| EXERCISE |
Reproduce, word for word, the stretch of the listing below from the line containing "Locate laundry detergent" through the end of the listing.

| Region annotation entries |
──────────
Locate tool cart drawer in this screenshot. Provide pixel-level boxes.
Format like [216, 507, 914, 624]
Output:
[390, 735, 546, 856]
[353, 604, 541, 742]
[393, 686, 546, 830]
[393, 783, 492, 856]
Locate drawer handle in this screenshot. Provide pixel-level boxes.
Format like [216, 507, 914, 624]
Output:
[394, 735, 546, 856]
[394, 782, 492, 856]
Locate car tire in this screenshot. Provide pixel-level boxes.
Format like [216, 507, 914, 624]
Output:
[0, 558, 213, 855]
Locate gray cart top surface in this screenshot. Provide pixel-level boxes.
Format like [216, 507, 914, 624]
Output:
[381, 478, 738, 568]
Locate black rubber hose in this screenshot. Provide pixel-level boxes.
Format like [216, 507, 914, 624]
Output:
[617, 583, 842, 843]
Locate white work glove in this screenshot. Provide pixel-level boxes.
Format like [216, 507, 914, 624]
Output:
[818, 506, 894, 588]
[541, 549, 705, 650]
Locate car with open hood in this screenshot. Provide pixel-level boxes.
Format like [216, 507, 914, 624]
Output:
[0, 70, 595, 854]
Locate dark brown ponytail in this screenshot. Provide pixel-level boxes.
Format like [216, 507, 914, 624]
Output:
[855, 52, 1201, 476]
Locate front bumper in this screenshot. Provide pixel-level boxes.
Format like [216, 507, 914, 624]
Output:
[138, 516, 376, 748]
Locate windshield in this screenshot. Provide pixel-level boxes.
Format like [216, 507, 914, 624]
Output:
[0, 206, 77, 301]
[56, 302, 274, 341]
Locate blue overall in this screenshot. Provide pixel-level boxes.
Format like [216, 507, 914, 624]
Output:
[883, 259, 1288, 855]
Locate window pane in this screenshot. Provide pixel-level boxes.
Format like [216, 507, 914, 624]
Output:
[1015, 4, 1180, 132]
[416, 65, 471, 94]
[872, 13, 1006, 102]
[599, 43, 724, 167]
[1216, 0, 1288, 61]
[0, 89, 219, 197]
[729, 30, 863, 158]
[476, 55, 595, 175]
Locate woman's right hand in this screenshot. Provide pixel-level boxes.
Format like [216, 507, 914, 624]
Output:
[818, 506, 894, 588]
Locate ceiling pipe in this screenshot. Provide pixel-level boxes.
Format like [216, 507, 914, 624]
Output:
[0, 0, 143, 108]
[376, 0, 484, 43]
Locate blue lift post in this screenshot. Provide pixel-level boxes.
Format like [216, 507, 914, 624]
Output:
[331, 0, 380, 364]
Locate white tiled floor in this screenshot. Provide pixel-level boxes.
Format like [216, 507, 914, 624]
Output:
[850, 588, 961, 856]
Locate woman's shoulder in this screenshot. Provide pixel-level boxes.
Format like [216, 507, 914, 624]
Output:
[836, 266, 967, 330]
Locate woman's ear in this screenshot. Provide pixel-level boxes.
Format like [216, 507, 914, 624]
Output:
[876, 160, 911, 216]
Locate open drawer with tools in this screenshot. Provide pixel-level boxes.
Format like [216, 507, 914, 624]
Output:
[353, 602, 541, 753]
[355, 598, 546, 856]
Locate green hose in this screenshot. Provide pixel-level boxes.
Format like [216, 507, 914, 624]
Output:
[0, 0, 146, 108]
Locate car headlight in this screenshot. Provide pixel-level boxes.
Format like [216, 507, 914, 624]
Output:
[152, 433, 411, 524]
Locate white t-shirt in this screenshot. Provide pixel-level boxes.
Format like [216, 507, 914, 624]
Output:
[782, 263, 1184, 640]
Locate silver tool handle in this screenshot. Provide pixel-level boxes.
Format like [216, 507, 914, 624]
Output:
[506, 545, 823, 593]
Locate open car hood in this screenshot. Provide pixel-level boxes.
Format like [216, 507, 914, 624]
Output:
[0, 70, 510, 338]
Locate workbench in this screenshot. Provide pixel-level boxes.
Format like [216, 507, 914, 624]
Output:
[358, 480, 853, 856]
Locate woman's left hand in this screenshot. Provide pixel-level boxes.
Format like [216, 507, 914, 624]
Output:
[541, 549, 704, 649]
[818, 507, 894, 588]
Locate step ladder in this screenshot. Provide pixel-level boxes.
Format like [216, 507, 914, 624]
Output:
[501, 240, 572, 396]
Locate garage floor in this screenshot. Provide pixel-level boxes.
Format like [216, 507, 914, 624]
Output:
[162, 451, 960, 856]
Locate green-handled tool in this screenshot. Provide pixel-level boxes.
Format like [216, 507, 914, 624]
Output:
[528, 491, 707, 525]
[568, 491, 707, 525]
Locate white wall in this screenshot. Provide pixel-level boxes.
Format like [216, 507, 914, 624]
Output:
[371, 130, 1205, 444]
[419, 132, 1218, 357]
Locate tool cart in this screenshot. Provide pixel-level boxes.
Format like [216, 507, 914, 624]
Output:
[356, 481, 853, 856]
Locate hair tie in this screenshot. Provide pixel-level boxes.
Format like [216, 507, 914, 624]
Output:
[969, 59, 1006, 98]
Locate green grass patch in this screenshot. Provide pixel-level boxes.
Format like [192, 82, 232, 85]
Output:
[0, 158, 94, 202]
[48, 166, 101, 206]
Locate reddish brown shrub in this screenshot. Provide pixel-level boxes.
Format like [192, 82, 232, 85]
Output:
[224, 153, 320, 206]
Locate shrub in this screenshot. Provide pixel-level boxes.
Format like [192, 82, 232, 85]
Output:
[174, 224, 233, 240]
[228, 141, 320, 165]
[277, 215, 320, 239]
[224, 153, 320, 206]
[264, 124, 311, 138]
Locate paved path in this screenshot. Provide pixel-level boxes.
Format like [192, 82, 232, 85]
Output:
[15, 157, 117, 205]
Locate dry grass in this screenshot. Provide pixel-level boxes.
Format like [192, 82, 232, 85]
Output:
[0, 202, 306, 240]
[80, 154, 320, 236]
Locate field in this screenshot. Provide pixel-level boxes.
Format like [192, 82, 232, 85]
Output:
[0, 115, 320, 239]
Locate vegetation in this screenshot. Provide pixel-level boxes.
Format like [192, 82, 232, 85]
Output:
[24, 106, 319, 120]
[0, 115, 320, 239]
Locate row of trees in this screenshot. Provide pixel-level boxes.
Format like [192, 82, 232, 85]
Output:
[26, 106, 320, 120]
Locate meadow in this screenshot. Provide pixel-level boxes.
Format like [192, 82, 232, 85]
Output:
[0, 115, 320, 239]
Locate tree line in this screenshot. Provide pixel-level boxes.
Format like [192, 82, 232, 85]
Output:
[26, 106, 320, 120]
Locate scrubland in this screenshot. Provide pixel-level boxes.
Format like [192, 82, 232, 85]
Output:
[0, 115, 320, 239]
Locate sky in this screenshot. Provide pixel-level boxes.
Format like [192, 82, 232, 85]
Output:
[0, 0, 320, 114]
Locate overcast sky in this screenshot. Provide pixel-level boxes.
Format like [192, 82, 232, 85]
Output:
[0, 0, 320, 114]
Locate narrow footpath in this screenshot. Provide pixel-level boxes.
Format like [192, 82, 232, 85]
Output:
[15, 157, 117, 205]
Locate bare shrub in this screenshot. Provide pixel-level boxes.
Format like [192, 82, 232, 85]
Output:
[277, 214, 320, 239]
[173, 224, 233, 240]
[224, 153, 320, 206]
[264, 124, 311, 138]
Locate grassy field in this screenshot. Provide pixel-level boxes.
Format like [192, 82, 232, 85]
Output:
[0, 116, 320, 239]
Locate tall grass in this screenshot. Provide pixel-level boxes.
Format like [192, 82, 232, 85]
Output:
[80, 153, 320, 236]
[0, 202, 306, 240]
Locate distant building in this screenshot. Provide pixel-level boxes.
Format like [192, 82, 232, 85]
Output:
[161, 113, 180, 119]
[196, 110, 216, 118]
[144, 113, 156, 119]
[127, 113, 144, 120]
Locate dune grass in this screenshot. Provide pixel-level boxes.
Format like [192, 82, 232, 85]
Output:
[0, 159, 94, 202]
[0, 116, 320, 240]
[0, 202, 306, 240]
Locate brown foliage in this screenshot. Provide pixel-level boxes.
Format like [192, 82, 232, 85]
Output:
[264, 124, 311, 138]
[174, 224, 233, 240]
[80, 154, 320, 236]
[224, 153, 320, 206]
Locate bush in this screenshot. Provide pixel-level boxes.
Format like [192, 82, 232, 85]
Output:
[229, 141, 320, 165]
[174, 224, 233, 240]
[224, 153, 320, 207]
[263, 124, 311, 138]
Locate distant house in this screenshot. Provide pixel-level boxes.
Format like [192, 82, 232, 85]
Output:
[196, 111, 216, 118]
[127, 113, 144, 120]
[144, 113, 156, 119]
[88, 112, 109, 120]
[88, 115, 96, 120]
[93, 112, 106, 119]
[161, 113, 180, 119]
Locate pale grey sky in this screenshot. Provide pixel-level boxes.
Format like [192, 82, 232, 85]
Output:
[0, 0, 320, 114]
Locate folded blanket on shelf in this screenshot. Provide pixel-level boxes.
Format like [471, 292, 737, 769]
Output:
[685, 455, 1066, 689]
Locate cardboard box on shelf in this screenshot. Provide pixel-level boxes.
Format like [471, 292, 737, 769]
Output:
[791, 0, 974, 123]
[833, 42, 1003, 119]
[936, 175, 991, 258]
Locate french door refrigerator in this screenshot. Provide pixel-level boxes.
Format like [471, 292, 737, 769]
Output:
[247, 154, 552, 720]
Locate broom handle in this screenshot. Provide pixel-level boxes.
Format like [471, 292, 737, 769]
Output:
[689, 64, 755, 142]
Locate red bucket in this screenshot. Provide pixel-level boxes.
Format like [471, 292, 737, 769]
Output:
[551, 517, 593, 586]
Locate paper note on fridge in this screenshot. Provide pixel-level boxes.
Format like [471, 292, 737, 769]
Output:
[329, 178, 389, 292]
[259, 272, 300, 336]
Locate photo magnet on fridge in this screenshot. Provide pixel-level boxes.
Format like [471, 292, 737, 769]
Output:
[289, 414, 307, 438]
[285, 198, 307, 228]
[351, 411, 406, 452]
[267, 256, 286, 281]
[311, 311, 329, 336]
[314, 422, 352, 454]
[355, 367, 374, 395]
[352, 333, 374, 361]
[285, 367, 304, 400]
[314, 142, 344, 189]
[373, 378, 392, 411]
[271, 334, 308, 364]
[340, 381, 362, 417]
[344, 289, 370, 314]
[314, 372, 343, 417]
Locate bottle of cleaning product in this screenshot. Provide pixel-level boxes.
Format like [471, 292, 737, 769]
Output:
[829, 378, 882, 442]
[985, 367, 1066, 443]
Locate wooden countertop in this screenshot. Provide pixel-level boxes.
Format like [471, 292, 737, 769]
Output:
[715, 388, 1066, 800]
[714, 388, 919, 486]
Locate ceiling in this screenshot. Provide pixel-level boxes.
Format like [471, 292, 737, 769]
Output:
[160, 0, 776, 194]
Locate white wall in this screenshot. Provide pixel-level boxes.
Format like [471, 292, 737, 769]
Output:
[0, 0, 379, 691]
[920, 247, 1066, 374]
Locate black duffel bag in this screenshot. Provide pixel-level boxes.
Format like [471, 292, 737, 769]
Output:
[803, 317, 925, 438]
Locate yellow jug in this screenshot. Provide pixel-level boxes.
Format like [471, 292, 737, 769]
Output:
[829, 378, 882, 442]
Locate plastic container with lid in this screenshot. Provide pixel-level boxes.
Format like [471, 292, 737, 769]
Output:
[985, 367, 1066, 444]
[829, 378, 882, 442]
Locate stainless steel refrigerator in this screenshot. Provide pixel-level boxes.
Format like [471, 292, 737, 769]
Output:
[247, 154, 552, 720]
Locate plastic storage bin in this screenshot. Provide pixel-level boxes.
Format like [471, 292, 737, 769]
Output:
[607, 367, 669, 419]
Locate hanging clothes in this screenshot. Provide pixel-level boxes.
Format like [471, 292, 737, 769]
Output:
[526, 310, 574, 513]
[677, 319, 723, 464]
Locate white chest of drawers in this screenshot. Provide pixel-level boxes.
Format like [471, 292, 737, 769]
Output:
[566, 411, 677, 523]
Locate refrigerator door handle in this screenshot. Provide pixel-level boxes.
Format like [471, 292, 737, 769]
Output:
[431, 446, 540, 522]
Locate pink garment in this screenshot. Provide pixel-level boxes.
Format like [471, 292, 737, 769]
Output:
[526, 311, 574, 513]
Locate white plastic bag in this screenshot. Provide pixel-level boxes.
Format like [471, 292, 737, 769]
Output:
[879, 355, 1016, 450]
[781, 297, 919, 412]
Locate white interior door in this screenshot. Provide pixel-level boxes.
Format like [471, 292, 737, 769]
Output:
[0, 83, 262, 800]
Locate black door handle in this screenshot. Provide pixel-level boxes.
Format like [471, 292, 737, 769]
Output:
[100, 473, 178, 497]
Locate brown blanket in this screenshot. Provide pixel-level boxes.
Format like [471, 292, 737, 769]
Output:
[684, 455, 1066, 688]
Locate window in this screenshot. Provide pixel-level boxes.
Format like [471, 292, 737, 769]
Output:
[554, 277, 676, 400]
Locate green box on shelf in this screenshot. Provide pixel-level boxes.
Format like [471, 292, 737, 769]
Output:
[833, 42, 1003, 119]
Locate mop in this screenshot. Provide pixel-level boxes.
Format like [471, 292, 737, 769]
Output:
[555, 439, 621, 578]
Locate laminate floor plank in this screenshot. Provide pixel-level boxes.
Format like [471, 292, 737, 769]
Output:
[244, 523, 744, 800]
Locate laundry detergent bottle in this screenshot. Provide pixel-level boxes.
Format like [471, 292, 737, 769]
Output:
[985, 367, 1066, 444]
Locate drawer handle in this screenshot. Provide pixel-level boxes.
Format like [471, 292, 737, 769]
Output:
──────────
| FINISHED EXERCISE |
Locate laundry detergent bottle in this screenshot. Provide pixel-level boxes.
Format like [471, 292, 737, 769]
Output:
[985, 367, 1066, 444]
Locate drawer handle in this screenshot. Provide pixel-level boxes.
Format like [471, 292, 737, 769]
Output:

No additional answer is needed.